ACTIVITY 1:
According to the passage about Hlobo's work, which artist mentored Hlobo from 2010 to 2011?
ACTIVITY 2:
Return, without any change, the portion of the passage about Hlobo's work from "By the second" to "movement they convey.".

[EXERCISE PASSAGE — start]

The improvisational flourishes that acrylic paint allows have given rise to a febrile series of cold-blooded creatures: snakes, lizards and turtles. There seems to be a human being among them, too, surfing a giant board across a circular canvas. In another work, reptilian hatchlings emerge, vulnerable but hopeful, into an exciting but dangerous new world. Such pandemic-induced allegories don’t need much unpacking.
By the second half of 2020, Hlobo was frequently being asked by one gallery or another to put on an online show, but consistently refused. “I don’t visualise myself as having an exhibition in some funny box called a computer,” he says. And it’s true that his works, even those that hang on the wall, are highly spatial. There are coiling copper ones that sit on the ground and perform like drawings in the air. Hlobo sometimes gives stately performances around his composite sculptures, where his own stillness emphasises the uncanny sense of movement they convey.
I don’t visualise myself as having an exhibition in some funny box called a computer
The piece that brought him global attention, at the 2011 Venice Biennale when Hlobo was 36, was an alarming dragon-like beast of rubber, leather, ribbons and multiple found objects that hovered in the rafters of the Arsenale. When it was finally returned to Cape Town (where Hlobo is from) in 2017, to be hung in the soaring foyer of the Zeitz Museum of Contemporary Art Africa — the country’s first — it had a rather emblematic quality as the work that had consolidated South Africa’s presence on the global contemporary art stage.
Hlobo, who could have rested on his laurels, says that being part of the Biennale had already taught him something: to be humble and keep his ego in check. Meanwhile, from a mentorship with Anish Kapoor from 2010 to 2011, under the Rolex Mentors and Protégés initiative, he had taken the older artist’s advice. “He told me: ‘Don’t take on too much. Don’t grow up to be like me. The phone never stops ringing, and it’s a pain,’” says Hlobo.
The dragon was called “iimpundulu zonke ziyandilandela” (All the Lightning Birds Are After Me) and Hlobo has continued to name all his work in the Xhosa language. This is not just to highlight its connection to both the spiritual myths and the harsh realities of the Xhosa people — historically and today — but to separate it intentionally from the western art canon. It might now sit in white cube galleries and US and European institutions, but viewers — with these hard-to-pronounce titles — are encouraged to resist an instantly reductive interpretation and to consider first the context from which it comes.

[EXERCISE PASSAGE — finish]
[DATA EXTRACTS — start]

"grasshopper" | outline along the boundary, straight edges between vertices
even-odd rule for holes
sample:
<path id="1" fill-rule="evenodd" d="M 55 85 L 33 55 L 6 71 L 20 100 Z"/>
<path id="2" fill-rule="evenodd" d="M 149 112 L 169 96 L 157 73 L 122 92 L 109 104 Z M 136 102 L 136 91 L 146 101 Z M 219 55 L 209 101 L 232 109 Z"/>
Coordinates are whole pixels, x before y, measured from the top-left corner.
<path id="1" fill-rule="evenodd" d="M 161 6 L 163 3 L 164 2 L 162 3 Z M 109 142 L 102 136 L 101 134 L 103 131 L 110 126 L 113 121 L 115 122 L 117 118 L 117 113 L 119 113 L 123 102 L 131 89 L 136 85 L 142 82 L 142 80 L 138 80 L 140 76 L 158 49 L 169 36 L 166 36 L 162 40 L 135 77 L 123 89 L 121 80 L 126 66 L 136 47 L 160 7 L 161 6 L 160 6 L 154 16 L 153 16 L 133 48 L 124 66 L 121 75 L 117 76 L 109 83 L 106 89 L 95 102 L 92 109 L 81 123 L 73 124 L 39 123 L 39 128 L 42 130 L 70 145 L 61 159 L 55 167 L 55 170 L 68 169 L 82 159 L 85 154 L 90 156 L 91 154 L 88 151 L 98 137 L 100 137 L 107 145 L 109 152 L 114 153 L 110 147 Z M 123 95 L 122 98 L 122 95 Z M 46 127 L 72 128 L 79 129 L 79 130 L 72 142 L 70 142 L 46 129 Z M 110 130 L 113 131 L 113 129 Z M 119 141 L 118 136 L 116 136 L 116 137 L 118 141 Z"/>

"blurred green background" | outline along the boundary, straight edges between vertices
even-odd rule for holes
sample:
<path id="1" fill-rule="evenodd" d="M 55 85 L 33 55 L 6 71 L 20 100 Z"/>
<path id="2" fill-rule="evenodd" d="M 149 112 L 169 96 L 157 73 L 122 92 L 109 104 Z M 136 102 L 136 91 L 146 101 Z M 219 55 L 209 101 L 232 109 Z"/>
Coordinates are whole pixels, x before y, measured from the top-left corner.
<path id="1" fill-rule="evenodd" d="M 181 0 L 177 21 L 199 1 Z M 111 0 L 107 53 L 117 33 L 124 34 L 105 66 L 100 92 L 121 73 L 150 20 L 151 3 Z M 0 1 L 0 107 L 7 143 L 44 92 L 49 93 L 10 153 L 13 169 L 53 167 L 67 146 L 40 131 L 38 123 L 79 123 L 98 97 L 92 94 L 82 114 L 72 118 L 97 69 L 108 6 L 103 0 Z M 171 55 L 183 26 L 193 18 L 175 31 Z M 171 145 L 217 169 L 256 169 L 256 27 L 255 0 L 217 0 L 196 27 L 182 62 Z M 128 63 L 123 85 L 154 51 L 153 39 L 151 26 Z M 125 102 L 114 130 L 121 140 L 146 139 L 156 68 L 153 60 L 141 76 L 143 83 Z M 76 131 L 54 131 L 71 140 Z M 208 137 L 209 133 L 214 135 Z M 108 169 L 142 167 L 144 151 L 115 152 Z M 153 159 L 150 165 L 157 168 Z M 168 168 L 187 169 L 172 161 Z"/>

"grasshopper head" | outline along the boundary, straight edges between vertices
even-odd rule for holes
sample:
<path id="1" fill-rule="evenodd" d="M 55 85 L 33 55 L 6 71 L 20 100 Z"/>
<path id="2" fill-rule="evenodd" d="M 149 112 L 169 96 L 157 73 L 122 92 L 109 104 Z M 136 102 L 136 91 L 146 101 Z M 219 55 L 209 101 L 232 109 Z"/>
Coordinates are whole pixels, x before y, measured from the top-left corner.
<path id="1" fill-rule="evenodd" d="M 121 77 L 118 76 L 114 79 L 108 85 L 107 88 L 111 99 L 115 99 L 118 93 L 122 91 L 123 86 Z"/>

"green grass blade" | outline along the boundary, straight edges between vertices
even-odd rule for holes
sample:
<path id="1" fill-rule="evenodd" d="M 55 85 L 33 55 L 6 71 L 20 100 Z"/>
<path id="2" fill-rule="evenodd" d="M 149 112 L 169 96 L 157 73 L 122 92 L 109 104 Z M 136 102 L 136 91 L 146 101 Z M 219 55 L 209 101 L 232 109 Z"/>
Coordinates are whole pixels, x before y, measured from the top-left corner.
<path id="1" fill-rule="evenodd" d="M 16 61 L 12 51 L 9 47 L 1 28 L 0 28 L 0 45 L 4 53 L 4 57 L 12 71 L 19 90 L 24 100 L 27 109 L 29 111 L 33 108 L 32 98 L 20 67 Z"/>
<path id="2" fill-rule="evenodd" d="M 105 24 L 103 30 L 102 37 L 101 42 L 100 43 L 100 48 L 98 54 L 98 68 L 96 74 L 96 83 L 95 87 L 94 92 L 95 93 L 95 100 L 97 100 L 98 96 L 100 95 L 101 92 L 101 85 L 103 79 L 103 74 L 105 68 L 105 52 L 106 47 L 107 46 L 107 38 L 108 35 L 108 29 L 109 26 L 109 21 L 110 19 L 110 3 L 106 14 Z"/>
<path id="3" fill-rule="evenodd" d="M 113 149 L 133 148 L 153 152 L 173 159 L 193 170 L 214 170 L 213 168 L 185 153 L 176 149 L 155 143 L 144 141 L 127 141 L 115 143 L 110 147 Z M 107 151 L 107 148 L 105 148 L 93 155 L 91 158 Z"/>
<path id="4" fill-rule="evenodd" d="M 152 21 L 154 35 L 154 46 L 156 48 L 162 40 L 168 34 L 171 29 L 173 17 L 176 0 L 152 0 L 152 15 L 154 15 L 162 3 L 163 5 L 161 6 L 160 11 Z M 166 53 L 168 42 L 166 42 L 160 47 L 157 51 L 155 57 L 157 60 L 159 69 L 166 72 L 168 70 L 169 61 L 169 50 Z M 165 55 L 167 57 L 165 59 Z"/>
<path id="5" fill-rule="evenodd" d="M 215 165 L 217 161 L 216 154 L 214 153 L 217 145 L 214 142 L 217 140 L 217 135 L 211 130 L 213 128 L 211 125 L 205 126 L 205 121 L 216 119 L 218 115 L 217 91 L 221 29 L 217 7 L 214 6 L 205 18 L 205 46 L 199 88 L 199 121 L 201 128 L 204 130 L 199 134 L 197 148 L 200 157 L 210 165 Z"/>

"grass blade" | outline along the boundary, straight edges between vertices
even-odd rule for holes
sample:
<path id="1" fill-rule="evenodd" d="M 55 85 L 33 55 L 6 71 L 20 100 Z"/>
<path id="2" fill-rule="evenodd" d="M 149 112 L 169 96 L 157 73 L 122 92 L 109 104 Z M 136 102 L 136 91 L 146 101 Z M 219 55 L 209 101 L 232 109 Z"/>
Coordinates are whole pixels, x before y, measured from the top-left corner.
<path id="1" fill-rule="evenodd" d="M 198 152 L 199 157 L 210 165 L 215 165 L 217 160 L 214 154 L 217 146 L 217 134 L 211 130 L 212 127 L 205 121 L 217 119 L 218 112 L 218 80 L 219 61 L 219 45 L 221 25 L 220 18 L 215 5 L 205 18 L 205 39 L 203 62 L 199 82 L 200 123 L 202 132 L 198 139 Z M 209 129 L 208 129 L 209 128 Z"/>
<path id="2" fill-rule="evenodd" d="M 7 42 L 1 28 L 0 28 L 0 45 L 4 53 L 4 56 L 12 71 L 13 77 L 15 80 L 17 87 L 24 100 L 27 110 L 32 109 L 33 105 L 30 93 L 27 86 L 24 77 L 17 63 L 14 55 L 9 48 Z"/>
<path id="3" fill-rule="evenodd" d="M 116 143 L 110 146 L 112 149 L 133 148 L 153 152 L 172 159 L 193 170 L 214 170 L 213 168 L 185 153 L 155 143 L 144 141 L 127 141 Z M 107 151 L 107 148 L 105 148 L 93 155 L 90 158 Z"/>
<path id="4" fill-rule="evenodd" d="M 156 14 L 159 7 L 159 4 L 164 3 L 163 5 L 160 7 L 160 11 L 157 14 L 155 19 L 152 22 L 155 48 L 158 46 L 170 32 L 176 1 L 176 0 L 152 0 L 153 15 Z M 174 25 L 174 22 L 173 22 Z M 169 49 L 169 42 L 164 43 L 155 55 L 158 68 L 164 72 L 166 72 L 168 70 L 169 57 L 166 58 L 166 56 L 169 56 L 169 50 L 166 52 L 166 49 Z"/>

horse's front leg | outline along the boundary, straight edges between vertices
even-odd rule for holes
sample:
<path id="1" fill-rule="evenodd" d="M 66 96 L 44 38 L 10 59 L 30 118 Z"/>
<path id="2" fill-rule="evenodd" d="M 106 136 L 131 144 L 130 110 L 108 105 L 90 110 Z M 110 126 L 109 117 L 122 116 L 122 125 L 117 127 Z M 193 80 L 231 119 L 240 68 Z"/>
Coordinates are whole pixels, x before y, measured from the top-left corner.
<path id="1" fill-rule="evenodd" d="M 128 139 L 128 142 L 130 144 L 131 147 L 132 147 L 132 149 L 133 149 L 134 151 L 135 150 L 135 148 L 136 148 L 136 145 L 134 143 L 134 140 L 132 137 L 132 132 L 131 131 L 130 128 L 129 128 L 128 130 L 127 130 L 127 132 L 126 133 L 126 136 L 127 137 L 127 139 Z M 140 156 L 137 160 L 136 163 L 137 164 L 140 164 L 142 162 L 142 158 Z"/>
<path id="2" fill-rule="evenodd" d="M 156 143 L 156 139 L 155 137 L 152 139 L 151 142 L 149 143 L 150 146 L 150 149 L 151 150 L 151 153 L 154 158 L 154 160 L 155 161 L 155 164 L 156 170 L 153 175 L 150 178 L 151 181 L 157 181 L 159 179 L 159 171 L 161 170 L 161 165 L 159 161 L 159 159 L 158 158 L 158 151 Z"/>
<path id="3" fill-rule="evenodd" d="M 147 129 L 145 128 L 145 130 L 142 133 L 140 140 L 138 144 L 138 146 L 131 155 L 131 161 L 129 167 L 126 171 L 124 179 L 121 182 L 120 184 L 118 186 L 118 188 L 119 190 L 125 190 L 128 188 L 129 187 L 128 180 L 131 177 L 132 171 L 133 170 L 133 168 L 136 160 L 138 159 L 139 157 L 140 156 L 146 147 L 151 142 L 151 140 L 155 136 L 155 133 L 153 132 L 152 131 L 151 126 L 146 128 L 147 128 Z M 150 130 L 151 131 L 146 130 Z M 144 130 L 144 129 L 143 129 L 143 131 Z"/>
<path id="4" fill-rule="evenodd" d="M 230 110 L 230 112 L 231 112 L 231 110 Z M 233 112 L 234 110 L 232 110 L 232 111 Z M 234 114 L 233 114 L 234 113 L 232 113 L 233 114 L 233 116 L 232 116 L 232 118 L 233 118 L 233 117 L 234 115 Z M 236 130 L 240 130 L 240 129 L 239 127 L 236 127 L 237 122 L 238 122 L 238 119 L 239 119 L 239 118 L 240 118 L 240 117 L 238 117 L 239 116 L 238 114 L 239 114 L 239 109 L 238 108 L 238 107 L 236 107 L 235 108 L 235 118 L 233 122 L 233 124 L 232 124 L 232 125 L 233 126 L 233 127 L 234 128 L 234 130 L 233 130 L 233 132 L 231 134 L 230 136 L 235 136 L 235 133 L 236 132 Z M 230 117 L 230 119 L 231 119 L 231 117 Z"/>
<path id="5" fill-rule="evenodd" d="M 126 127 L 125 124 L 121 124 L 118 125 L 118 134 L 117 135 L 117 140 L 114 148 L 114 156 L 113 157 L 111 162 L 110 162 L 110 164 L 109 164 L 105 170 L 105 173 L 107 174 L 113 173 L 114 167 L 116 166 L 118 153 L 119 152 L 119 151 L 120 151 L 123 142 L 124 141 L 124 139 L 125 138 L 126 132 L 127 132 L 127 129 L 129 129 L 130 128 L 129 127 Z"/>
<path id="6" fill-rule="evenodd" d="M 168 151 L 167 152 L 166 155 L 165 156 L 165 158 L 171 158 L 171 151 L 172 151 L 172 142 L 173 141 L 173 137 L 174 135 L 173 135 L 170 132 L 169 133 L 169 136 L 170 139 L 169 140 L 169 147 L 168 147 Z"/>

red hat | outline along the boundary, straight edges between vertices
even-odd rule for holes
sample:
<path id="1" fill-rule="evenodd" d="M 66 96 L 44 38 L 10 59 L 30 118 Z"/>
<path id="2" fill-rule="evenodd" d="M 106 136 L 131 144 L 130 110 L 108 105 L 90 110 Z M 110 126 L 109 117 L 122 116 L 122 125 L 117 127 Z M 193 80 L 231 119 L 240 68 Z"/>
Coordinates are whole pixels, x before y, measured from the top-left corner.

[DATA EXTRACTS — finish]

WRITTEN REPLY 1:
Anish Kapoor

WRITTEN REPLY 2:
By the second half of 2020, Hlobo was frequently being asked by one gallery or another to put on an online show, but consistently refused. “I don’t visualise myself as having an exhibition in some funny box called a computer,” he says. And it’s true that his works, even those that hang on the wall, are highly spatial. There are coiling copper ones that sit on the ground and perform like drawings in the air. Hlobo sometimes gives stately performances around his composite sculptures, where his own stillness emphasises the uncanny sense of movement they convey.